Pedido feito => Transcreva do texto sobre contratos administrativos o trecho que vai de "Nisso consiste o" até "interesse da coletividade.".

Fonte =>
Palavras-chave: Contrato por escopo, contrato por prazo determinado, contratos administrativos, direito administrativo.


INTRODUÇÃO

A Administração Pública, para celebrar ajustes, precisa obedecer a certas formalidades estabelecidas em lei, ao contrário dos particulares, os quais podem fazer suas avenças sob as mais diversas formas, desde que não vedadas por lei.

Nisso consiste o princípio da legalidade, o qual estabelece que a administração publica só pode fazer o que a lei determina ou autoriza, conforme artigo 37, caput, da Constituição da República, o qual, de certa forma, complementa o disposto no artigo 5º, inciso II, da Lei Fundamental, já que ninguém será obrigado a fazer ou deixar de fazer alguma coisa senão em virtude de lei.

O direito administrativo, didaticamente, é o ramo do direito responsável por ditar as normas de direito público que direcionam a atuação da administração pública, visando a satisfação maior do interesse da coletividade.

Por seu corolário, então, aparece a figura do contrato administrativo, o qual deve obediência às normas insculpidas principalmente na Lei Federal nº. 8.666/93 e, agora, a novel Lei Federal nº 14.133/2021, sendo que somente a primeira será objeto de análise neste trabalho, haja vista que a nova lei de licitações e contratos manteve a vigência da antiga lei por 2 (anos) anos a contar de sua publicação (art. 193, inc. II).

Outrossim, os demais entes federativos também podem legislar sobre normas especificas de licitações e contratos administrativos, por autorização constitucional.

Nada obstante, por sua amplitude, essas leis locais igualmente não serão objeto de análise deste trabalho, o qual voltar-se-á exclusivamente para as normas gerais insculpidas na Lei Geral de Licitações e Contratos Administrativos.

Por seu turno, existem várias espécies de contratos administrativos, sendo que esta produção se esmiuçará nos contratos de prazo e nos contratos de escopo pela sua singularidade.

Primeiramente e para tal desiderato, serão apresentadas as conceituações de contrato administrativo, os princípios que os norteiam e a questão da sua vigência.

Após, serão aventados os conceitos de contrato de prazo e contrato de escopo, diferenciando-os.

Ao final, concluir-se-á este artigo pontuando sobre a necessidade de, em ambas as espécies de contratos, se respeitar seu prazo de vigência, conforme o artigo 57 da Lei nº. 8.666/93 e artigo 105 da Lei nº 14.133/2021 e jurisprudência do Tribunal de Contas da União, além das orientações normativas da Advocacia Geral da União e a responsabilidade na gestão fiscal.

A atualidade dos estudos envolvendo quaisquer temas dentro do direito administrativo mostra-se de demasiada importância, com intuito de serem sempre respeitados os preceitos basilares do ordenamento jurídico pátrio, realizando e satisfazendo seu objetivo final de forma mais vantajosa à nação.

Trechos de conjunto de dados de anotação de localização:
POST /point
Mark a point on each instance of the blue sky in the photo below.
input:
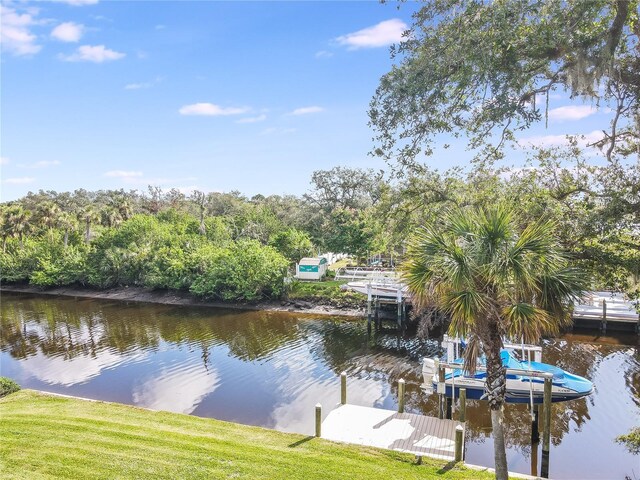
(216, 96)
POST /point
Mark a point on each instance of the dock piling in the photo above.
(535, 425)
(441, 392)
(546, 434)
(459, 439)
(318, 420)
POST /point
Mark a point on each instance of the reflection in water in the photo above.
(270, 369)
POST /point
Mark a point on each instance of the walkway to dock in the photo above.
(405, 432)
(606, 309)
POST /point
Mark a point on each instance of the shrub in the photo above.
(7, 386)
(246, 270)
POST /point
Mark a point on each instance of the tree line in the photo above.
(229, 246)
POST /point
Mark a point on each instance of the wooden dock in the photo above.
(404, 432)
(607, 311)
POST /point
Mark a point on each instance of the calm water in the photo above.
(270, 369)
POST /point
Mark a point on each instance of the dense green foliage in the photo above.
(159, 240)
(164, 251)
(323, 292)
(7, 386)
(107, 440)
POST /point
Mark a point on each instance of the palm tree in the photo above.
(88, 215)
(48, 214)
(18, 223)
(492, 280)
(111, 217)
(66, 222)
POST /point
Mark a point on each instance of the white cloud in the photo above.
(68, 32)
(16, 37)
(46, 163)
(78, 3)
(572, 112)
(93, 53)
(277, 131)
(259, 118)
(324, 54)
(138, 86)
(123, 174)
(19, 180)
(307, 110)
(560, 140)
(211, 110)
(41, 164)
(380, 35)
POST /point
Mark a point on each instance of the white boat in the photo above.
(521, 386)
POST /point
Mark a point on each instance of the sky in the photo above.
(214, 96)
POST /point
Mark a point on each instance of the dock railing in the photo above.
(441, 368)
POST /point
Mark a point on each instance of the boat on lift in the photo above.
(525, 382)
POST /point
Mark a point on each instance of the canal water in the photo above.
(270, 369)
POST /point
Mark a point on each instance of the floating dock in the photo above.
(404, 432)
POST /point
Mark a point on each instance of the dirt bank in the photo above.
(172, 297)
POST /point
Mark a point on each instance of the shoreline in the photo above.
(174, 297)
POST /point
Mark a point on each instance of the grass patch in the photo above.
(45, 436)
(7, 386)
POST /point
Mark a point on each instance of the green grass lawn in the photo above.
(44, 436)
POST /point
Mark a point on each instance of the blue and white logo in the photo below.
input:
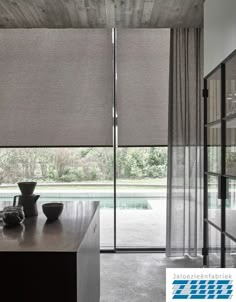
(200, 284)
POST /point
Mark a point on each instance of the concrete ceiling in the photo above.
(100, 13)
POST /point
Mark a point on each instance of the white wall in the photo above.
(219, 31)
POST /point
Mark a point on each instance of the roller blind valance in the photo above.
(56, 87)
(142, 86)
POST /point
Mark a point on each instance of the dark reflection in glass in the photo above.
(214, 204)
(214, 148)
(231, 147)
(214, 97)
(230, 253)
(214, 242)
(231, 208)
(230, 88)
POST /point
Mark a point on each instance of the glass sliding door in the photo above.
(141, 197)
(220, 166)
(213, 171)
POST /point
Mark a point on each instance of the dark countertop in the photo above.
(62, 235)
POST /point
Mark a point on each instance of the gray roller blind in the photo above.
(55, 87)
(142, 86)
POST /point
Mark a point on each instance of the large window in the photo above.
(66, 174)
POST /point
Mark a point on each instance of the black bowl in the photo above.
(27, 187)
(52, 210)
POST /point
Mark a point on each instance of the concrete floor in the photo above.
(137, 277)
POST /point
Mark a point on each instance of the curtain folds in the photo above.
(185, 141)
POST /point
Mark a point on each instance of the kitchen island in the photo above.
(58, 261)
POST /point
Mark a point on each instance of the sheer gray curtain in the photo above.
(185, 172)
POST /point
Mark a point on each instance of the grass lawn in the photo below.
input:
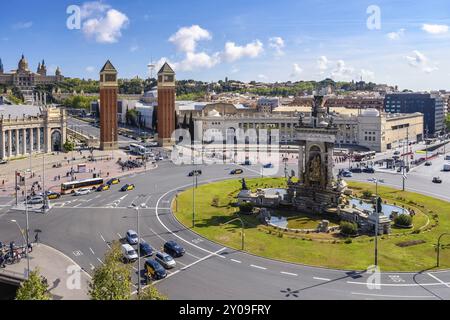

Resultado final =>
Nisso consiste o princípio da legalidade, o qual estabelece que a administração publica só pode fazer o que a lei determina ou autoriza, conforme artigo 37, caput, da Constituição da República, o qual, de certa forma, complementa o disposto no artigo 5º, inciso II, da Lei Fundamental, já que ninguém será obrigado a fazer ou deixar de fazer alguma coisa senão em virtude de lei.

O direito administrativo, didaticamente, é o ramo do direito responsável por ditar as normas de direito público que direcionam a atuação da administração pública, visando a satisfação maior do interesse da coletividade.